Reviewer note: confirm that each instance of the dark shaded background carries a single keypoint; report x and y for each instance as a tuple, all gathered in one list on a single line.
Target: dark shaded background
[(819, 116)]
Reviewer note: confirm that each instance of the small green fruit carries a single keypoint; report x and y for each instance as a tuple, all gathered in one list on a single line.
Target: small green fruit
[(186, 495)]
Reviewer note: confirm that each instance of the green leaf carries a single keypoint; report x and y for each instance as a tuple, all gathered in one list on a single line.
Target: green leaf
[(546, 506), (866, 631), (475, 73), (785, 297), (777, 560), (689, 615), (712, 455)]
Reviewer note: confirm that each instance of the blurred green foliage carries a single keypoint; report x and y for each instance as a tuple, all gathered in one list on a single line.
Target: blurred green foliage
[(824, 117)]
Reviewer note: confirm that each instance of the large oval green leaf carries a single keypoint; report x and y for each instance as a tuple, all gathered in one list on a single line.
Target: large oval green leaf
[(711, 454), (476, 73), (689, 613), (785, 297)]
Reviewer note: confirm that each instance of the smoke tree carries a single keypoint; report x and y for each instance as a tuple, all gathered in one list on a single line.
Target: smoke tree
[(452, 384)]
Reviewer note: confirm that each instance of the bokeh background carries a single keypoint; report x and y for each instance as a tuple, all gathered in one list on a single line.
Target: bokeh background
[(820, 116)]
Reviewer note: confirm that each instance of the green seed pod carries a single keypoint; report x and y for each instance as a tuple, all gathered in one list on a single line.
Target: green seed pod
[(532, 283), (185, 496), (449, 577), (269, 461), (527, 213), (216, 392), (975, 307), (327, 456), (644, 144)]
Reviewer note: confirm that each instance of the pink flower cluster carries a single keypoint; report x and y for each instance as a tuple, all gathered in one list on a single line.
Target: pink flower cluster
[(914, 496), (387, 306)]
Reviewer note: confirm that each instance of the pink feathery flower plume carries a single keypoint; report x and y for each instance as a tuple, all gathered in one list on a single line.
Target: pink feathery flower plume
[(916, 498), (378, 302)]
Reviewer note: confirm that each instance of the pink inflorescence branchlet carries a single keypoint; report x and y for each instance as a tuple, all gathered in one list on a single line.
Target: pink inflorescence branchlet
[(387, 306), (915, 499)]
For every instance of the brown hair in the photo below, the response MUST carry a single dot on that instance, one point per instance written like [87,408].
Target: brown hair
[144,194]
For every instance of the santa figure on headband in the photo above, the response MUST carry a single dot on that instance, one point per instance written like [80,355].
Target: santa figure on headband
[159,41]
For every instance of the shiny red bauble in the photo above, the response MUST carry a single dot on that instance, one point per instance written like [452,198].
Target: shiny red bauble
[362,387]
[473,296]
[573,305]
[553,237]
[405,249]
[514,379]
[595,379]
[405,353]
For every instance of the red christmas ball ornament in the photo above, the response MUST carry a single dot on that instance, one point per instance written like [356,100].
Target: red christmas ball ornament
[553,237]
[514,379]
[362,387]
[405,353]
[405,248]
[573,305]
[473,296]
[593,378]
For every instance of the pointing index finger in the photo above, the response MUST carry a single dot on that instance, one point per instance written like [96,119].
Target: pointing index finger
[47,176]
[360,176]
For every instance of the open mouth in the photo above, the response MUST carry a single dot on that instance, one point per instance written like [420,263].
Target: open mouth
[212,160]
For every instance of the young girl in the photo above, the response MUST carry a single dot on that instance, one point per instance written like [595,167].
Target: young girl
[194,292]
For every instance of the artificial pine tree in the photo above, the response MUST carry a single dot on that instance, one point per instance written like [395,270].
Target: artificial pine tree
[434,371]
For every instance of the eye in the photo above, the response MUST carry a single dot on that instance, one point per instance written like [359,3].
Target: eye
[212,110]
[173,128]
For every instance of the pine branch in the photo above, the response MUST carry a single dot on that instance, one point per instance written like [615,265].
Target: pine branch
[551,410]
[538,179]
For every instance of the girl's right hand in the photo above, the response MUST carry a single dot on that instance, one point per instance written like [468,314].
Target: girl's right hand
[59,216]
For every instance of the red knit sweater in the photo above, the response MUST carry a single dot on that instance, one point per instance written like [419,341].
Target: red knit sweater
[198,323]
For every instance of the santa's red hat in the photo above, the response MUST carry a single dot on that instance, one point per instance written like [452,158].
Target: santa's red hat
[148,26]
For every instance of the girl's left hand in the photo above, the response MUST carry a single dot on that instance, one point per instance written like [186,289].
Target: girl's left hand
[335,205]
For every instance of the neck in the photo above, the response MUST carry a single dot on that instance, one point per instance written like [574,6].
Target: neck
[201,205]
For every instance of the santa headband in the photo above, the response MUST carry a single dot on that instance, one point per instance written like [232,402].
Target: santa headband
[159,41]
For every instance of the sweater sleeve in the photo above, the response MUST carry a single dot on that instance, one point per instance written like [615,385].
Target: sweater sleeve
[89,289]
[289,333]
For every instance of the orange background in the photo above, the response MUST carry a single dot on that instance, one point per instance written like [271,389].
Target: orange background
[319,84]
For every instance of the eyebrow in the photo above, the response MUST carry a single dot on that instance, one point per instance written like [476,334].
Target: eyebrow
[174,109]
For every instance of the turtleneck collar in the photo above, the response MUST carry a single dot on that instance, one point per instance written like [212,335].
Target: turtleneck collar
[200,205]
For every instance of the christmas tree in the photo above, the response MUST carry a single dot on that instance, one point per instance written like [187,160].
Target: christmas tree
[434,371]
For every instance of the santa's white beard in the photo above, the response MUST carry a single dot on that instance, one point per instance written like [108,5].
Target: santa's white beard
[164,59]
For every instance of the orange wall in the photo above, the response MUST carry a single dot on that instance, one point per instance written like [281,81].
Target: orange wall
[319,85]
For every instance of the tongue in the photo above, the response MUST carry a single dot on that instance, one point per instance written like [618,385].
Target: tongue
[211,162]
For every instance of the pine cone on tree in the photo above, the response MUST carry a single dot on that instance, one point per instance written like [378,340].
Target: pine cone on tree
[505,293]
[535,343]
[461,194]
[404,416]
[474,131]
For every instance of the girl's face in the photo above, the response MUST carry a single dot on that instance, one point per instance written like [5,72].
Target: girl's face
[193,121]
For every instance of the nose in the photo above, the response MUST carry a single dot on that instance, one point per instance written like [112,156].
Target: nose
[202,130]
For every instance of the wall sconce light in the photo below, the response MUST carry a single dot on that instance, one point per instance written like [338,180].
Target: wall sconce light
★ ★ ★
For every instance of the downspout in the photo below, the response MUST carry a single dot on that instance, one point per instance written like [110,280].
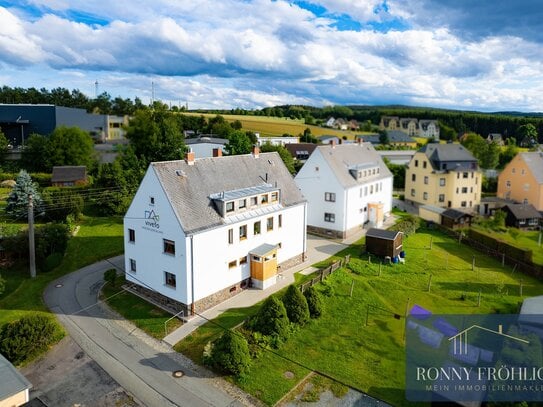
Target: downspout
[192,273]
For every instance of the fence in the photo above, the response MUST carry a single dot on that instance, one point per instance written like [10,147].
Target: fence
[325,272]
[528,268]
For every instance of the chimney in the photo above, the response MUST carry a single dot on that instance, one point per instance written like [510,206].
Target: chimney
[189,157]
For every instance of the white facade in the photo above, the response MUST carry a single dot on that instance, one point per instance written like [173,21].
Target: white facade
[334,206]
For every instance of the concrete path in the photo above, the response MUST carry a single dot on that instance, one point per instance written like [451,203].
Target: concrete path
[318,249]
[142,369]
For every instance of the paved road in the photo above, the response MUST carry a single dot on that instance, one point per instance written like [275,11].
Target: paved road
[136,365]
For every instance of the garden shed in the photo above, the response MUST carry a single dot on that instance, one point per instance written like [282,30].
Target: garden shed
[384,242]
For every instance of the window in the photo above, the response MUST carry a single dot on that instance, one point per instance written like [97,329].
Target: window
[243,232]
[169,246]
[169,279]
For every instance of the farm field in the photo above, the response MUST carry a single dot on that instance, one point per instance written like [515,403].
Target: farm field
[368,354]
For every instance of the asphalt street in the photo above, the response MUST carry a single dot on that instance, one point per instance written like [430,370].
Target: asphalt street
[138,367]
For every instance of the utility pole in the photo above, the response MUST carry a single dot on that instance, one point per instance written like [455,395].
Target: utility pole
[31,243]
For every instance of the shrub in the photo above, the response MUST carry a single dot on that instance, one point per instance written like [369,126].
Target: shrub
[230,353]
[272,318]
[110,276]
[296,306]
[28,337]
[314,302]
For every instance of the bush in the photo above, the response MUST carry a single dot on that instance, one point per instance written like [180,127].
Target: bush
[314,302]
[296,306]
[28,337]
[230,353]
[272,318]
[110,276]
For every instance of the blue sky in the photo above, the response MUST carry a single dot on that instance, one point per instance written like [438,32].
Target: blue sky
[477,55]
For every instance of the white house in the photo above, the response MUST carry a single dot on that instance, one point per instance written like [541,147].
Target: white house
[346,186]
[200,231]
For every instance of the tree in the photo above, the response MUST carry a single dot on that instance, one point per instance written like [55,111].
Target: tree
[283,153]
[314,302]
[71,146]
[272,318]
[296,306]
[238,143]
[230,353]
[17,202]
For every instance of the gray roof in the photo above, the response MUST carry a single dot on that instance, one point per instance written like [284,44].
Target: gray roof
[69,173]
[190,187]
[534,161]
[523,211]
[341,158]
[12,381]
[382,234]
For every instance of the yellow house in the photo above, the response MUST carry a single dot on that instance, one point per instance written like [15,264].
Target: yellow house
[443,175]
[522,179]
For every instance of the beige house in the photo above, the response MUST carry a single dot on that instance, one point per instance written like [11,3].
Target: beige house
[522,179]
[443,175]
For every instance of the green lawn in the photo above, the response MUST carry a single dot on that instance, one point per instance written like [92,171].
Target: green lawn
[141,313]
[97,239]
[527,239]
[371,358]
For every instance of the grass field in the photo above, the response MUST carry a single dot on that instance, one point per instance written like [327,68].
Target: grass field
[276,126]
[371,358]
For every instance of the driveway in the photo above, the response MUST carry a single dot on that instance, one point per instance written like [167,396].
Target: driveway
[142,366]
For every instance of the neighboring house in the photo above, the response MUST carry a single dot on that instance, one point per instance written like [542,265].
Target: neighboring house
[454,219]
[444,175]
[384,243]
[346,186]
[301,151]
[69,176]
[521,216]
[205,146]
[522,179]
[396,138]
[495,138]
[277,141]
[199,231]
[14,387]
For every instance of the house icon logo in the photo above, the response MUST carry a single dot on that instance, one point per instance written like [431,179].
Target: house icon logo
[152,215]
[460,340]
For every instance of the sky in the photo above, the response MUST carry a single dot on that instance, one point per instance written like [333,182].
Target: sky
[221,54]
★ ★ ★
→ **ASSIGNMENT**
Pick each line holding the word "light" out of the listing.

→ **EXERCISE SOLUTION**
For every instance of the wall sconce light in the photo below, the response MUST carry a single dot on that instance, one point per instance written like [338,180].
Target: wall sconce light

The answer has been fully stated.